• **MATERIALS PROVIDED**:
--- BEGIN ---

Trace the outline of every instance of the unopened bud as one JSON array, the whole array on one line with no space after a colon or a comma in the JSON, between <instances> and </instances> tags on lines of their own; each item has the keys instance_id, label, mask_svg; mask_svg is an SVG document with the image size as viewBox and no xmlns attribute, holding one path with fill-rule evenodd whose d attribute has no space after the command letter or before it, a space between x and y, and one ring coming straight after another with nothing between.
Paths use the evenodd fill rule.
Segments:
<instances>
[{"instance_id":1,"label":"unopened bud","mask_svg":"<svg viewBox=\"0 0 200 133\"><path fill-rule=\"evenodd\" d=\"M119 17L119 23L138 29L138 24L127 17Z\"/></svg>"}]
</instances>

--- END ---

• **INSTRUCTIONS TO FOLLOW**:
Write out all of the material above again, verbatim and line by line, changing nothing.

• **REPLY**:
Trace the outline of every instance of the unopened bud as one JSON array, the whole array on one line with no space after a colon or a comma in the JSON, between <instances> and </instances> tags on lines of their own; each item has the keys instance_id, label, mask_svg; mask_svg is an SVG document with the image size as viewBox and no xmlns attribute, holding one path with fill-rule evenodd whose d attribute has no space after the command letter or before it, a space between x and y, and one ring coming straight after another with nothing between.
Paths use the evenodd fill rule.
Segments:
<instances>
[{"instance_id":1,"label":"unopened bud","mask_svg":"<svg viewBox=\"0 0 200 133\"><path fill-rule=\"evenodd\" d=\"M119 17L119 23L138 29L138 24L127 17Z\"/></svg>"}]
</instances>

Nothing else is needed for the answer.